这里我们只分析ActiveState的逻辑,ActiveState是抽象类HAStae的一个实现:

// Active#enterState
@Override
public void enterState(HAContext context) throws ServiceFailedException {
    try {
        // 继续跟进到NameNode的startActiveServices方法
        context.startActiveServices();
    } catch (IOException e) {
        throw new ServiceFailedException("Failed to start active services", e);
    }
}

// NameNode#startActiveServices
@Override
public void startActiveServices() throws IOException {
    try {
        // 继续跟进
        namesystem.startActiveServices();
        startTrashEmptier(getConf());
    } catch (Throwable t) {
        doImmediateShutdown(t);
    }
}

下文是FSNamesystem#startActiveServices

/**
 * Start services required in active state
 * @throws IOException
 */
void startActiveServices() throws IOException {
    startingActiveService = true;
    LOG.info("Starting services required for active state");
    writeLock();
    try {
        // 获取editLog,其中涉及的FsImage在FSNamesystem初始化时填充,而FSNamesystem则在NameNode初始化时loadNamesystem完成
        FSEditLog editLog = getFSImage().getEditLog();

        /**
       * 判断FSEditLog的state是否是IN_SEGMENT(nn刚启动)或者BETWEEN_LOG_SEGMENT(nn刚从standby状态转换过来)

• _任务说明_
在给定文本中,NameNode#startActiveServices 捕获到 Throwable 后调用的是哪个方法?

• _给定行_
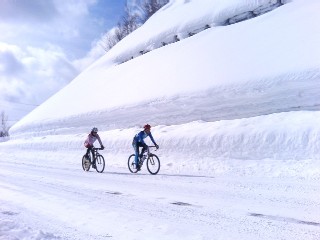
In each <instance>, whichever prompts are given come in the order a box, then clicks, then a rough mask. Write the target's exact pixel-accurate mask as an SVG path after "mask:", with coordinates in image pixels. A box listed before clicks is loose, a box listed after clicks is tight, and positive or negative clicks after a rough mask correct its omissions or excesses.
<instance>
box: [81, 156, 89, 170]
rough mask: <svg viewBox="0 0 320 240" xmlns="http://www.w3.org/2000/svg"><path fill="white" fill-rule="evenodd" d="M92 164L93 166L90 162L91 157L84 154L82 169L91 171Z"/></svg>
mask: <svg viewBox="0 0 320 240" xmlns="http://www.w3.org/2000/svg"><path fill="white" fill-rule="evenodd" d="M90 166H91V163H90V158H89V159H88V158H86V155H83V157H82V169H83V171H86V172H87V171H89V170H90Z"/></svg>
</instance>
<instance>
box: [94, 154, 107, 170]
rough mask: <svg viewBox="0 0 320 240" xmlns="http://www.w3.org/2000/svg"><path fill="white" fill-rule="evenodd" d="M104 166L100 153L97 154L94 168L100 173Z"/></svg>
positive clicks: (103, 158)
mask: <svg viewBox="0 0 320 240" xmlns="http://www.w3.org/2000/svg"><path fill="white" fill-rule="evenodd" d="M104 167H105V162H104V158H103V156H101V155H98V156H97V159H96V170H97V172H99V173H102V172H103V171H104Z"/></svg>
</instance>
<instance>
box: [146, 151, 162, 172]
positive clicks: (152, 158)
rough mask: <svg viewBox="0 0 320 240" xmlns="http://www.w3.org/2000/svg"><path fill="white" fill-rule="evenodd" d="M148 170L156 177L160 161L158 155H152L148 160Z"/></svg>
mask: <svg viewBox="0 0 320 240" xmlns="http://www.w3.org/2000/svg"><path fill="white" fill-rule="evenodd" d="M147 169H148V171H149V173H151V174H152V175H155V174H157V173H158V172H159V170H160V160H159V158H158V156H157V155H155V154H152V155H151V154H150V157H149V158H148V160H147Z"/></svg>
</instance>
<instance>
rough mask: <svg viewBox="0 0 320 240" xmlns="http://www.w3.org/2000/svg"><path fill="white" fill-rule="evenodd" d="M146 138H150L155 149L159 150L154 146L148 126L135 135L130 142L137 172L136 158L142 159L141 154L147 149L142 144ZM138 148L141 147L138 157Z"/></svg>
mask: <svg viewBox="0 0 320 240" xmlns="http://www.w3.org/2000/svg"><path fill="white" fill-rule="evenodd" d="M146 137H150V139H151V141H152V142H153V144H154V145H155V146H156V148H157V149H158V148H159V146H158V144H156V142H155V141H154V139H153V136H152V134H151V126H150V125H149V124H146V125H144V127H143V131H141V132H139V133H137V134H136V135H135V136H134V138H133V141H132V146H133V149H134V151H135V159H134V161H135V164H136V168H137V170H138V171H140V166H139V159H138V157H140V158H142V155H143V153H144V152H145V151H146V150H147V149H148V145H147V144H146V143H145V142H144V139H145V138H146ZM139 147H142V150H141V153H140V155H139Z"/></svg>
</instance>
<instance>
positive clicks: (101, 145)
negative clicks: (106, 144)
mask: <svg viewBox="0 0 320 240" xmlns="http://www.w3.org/2000/svg"><path fill="white" fill-rule="evenodd" d="M97 139H98V141H99V143H100V147H101V148H104V146H103V144H102V142H101V139H100V136H99V135H98V134H97Z"/></svg>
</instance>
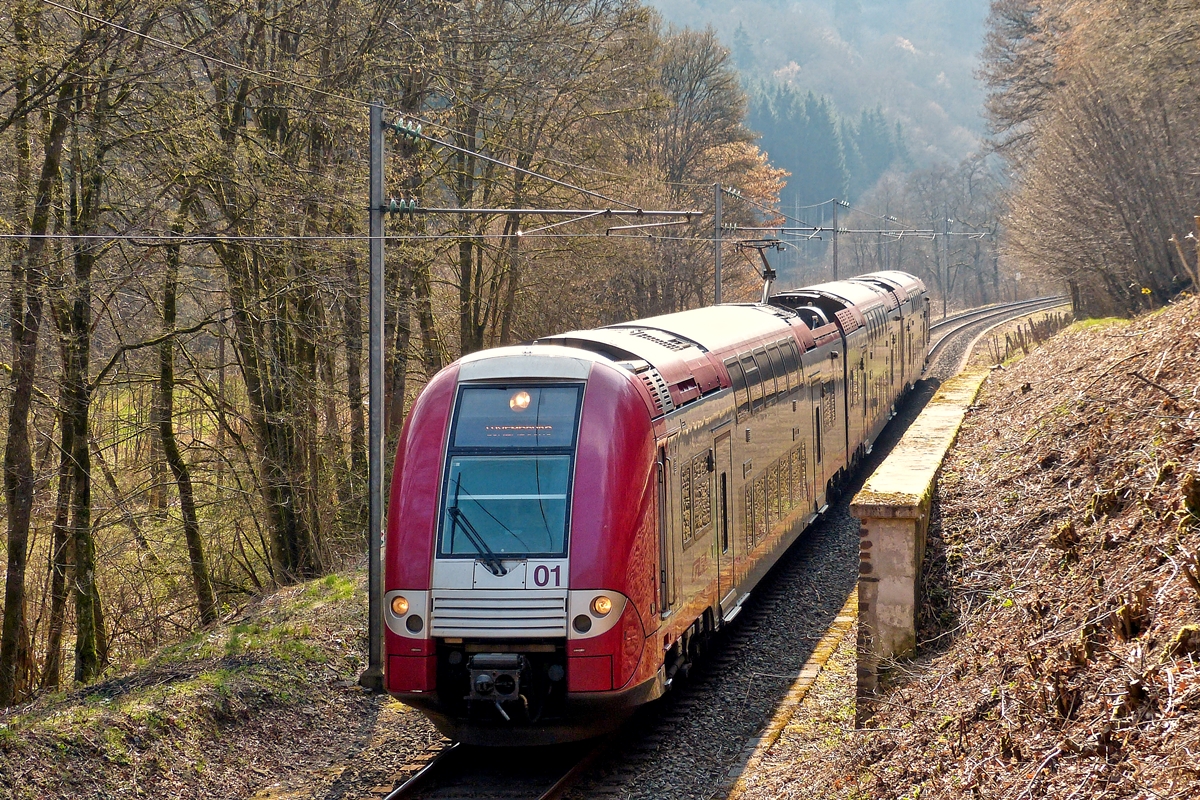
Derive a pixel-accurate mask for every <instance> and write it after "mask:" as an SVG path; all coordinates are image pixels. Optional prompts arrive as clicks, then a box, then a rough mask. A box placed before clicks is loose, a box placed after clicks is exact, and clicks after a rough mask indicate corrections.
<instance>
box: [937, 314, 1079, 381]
mask: <svg viewBox="0 0 1200 800" xmlns="http://www.w3.org/2000/svg"><path fill="white" fill-rule="evenodd" d="M1064 302H1067V296H1066V295H1056V296H1050V297H1037V299H1034V300H1021V301H1018V302H1008V303H1001V305H997V306H988V307H986V308H974V309H972V311H967V312H964V313H961V314H955V315H954V317H948V318H946V319H943V320H941V321H938V323H935V324H932V325H930V326H929V333H930V338H931V339H932V344H931V347H930V348H929V355H928V356H925V372H924V377H925V378H936V379H938V380H946V379H947V378H952V377H953V375H955V374H958V373H959V372H960V371H961V368H962V362H964V361H965V359H966V356H967V354H968V350H970V349H971V345H972V344H973V342H974V339H976V337H977V336H978V335H979V333H983V332H984V331H985V330H988V329H991V327H994V326H996V325H1000V324H1002V323H1006V321H1009V320H1012V319H1016V318H1018V317H1024V315H1026V314H1030V313H1034V312H1038V311H1046V309H1050V308H1055V307H1057V306H1061V305H1063V303H1064Z"/></svg>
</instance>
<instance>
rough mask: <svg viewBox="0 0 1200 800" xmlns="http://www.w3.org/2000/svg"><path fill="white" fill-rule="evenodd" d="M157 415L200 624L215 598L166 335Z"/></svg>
mask: <svg viewBox="0 0 1200 800" xmlns="http://www.w3.org/2000/svg"><path fill="white" fill-rule="evenodd" d="M191 204H192V198H191V196H190V192H188V193H185V197H184V199H182V200H180V204H179V212H178V213H176V215H175V222H174V224H173V225H172V233H173V234H174V235H179V234H181V233H184V223H185V222H186V219H187V210H188V206H191ZM179 251H180V245H178V243H172V245H170V246H168V247H167V273H166V276H164V277H163V283H162V327H163V332H166V333H172V332H173V331H174V330H175V306H176V302H175V293H176V289H178V285H179ZM157 401H158V402H157V408H156V409H155V410H156V416H157V421H158V438H160V440H161V441H162V453H163V457H164V458H166V461H167V467H169V468H170V474H172V476H173V477H174V479H175V488H176V489H178V491H179V511H180V515H181V516H182V517H184V539H185V540H186V541H187V560H188V565H190V566H191V571H192V587H193V588H194V589H196V606H197V609H198V612H199V616H200V624H202V625H209V624H211V622H215V621H216V620H217V600H216V594H215V593H214V591H212V579H211V578H210V577H209V567H208V561H206V560H205V558H204V540H203V539H202V537H200V523H199V519H198V518H197V516H196V499H194V494H193V492H192V475H191V470H190V469H188V467H187V462H186V461H185V459H184V456H182V453H180V452H179V443H178V441H175V339H174V338H168V339H163V342H162V343H161V344H160V345H158V392H157Z"/></svg>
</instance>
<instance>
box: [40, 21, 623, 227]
mask: <svg viewBox="0 0 1200 800" xmlns="http://www.w3.org/2000/svg"><path fill="white" fill-rule="evenodd" d="M42 2H44V4H46V5H48V6H53V7H55V8H59V10H61V11H66V12H67V13H71V14H76V16H78V17H83V18H84V19H89V20H91V22H94V23H97V24H101V25H107V26H109V28H113V29H115V30H120V31H122V32H126V34H130V35H131V36H137V37H139V38H143V40H145V41H148V42H151V43H154V44H157V46H158V47H163V48H167V49H172V50H176V52H180V53H187V54H188V55H194V56H196V58H198V59H204V60H205V61H211V62H212V64H220V65H221V66H226V67H229V68H230V70H238V71H241V72H245V73H247V74H252V76H256V77H259V78H264V79H266V80H271V82H275V83H280V84H283V85H287V86H292V88H295V89H302V90H305V91H311V92H313V94H317V95H322V96H324V97H330V98H332V100H338V101H342V102H346V103H352V104H356V106H362V107H364V108H370V107H371V106H372V103H370V102H367V101H365V100H358V98H355V97H348V96H346V95H340V94H337V92H334V91H329V90H325V89H317V88H314V86H307V85H304V84H299V83H295V82H294V80H287V79H286V78H280V77H277V76H272V74H270V73H268V72H263V71H260V70H254V68H253V67H247V66H245V65H240V64H235V62H233V61H226V60H224V59H220V58H216V56H214V55H206V54H204V53H202V52H199V50H196V49H193V48H190V47H185V46H182V44H175V43H174V42H168V41H167V40H164V38H160V37H157V36H151V35H150V34H143V32H140V31H136V30H133V29H132V28H127V26H125V25H121V24H119V23H114V22H113V20H110V19H104V18H102V17H96V16H95V14H90V13H88V12H85V11H79V10H78V8H71V7H70V6H64V5H61V4H58V2H54V0H42ZM407 116H410V118H412V119H414V120H416V121H419V122H421V124H422V125H428V126H431V127H437V128H440V130H443V131H446V132H448V133H451V134H454V136H466V134H464V133H462V132H461V131H455V130H454V128H451V127H449V126H445V125H442V124H440V122H436V121H433V120H428V119H425V118H422V116H418V115H415V114H408V115H407ZM424 138H427V139H430V140H431V142H433V143H436V144H439V145H442V146H445V148H450V149H451V150H457V151H460V152H466V154H469V155H472V156H475V157H479V158H482V160H485V161H491V162H492V163H496V164H498V166H502V167H506V168H510V169H516V170H520V172H522V173H526V174H528V175H532V176H535V178H540V179H542V180H546V181H550V182H552V184H557V185H559V186H563V187H565V188H571V190H575V191H578V192H583V193H586V194H590V196H593V197H596V198H601V199H605V200H607V201H608V203H616V204H617V205H624V206H626V207H630V209H636V207H638V206H636V205H634V204H630V203H624V201H622V200H614V199H611V198H607V197H605V196H604V194H600V193H596V192H592V191H590V190H584V188H582V187H578V186H575V185H572V184H568V182H565V181H559V180H557V179H553V178H550V176H548V175H542V174H541V173H536V172H533V170H528V169H522V168H521V167H516V166H515V164H509V163H506V162H503V161H499V160H496V158H491V157H490V156H485V155H484V154H481V152H475V151H473V150H468V149H466V148H458V146H457V145H450V144H448V143H445V142H440V140H438V139H433V138H432V137H424ZM517 152H520V151H517ZM523 155H533V154H528V152H527V154H523ZM547 161H552V162H553V163H558V164H559V166H563V167H570V168H571V169H581V170H589V168H588V167H583V166H581V164H572V163H570V162H564V161H558V160H547ZM592 172H595V170H592ZM610 174H612V173H610Z"/></svg>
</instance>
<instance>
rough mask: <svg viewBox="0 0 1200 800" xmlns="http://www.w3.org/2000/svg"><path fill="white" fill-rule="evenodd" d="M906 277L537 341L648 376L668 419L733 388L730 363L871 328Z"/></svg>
mask: <svg viewBox="0 0 1200 800" xmlns="http://www.w3.org/2000/svg"><path fill="white" fill-rule="evenodd" d="M905 284H907V285H913V284H914V285H916V287H918V288H920V289H924V287H923V285H922V284H920V281H918V279H917V278H914V277H912V276H910V275H905V273H904V272H880V273H872V275H868V276H863V277H862V278H858V279H851V281H835V282H830V283H822V284H818V285H815V287H805V288H803V289H797V290H793V291H785V293H780V294H778V295H773V296H772V297H770V302H768V303H727V305H720V306H708V307H706V308H695V309H691V311H682V312H677V313H673V314H661V315H659V317H649V318H646V319H638V320H634V321H629V323H619V324H617V325H608V326H606V327H599V329H593V330H584V331H571V332H568V333H560V335H557V336H547V337H544V338H540V339H538V341H536V342H535V344H551V345H560V347H569V348H577V349H581V350H588V351H590V353H595V354H599V355H601V356H604V357H606V359H608V360H611V361H613V362H616V363H617V365H618V366H622V367H624V368H626V369H628V371H629V372H631V373H634V374H636V375H637V377H638V378H641V380H642V383H643V385H644V386H646V387H647V390H648V391H649V393H650V395H652V396H653V398H654V402H655V404H656V405H658V408H659V409H660V411H661V413H662V414H668V413H670V411H671V410H673V409H674V408H677V407H679V405H683V404H685V403H689V402H691V401H694V399H697V398H700V397H702V396H703V395H707V393H709V392H713V391H719V390H720V389H725V387H728V386H731V383H730V377H728V372H727V371H726V368H725V363H724V361H725V359H727V357H728V356H731V355H738V354H740V353H744V351H745V350H749V349H754V348H757V347H762V345H766V344H769V343H772V342H778V341H780V339H784V338H791V339H792V341H793V342H794V343H796V345H797V347H798V349H799V350H800V351H802V353H804V351H808V350H811V349H814V348H816V347H820V345H822V344H826V343H827V342H829V341H833V339H835V338H836V337H838V336H839V335H840V331H845V332H850V331H853V330H856V329H858V327H860V326H863V325H865V317H864V312H869V311H871V309H874V308H877V307H884V308H895V307H896V303H898V299H899V301H901V302H902V300H904V297H899V295H900V293H902V291H904V287H905Z"/></svg>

• _参考解答_
doImmediateShutdown(t)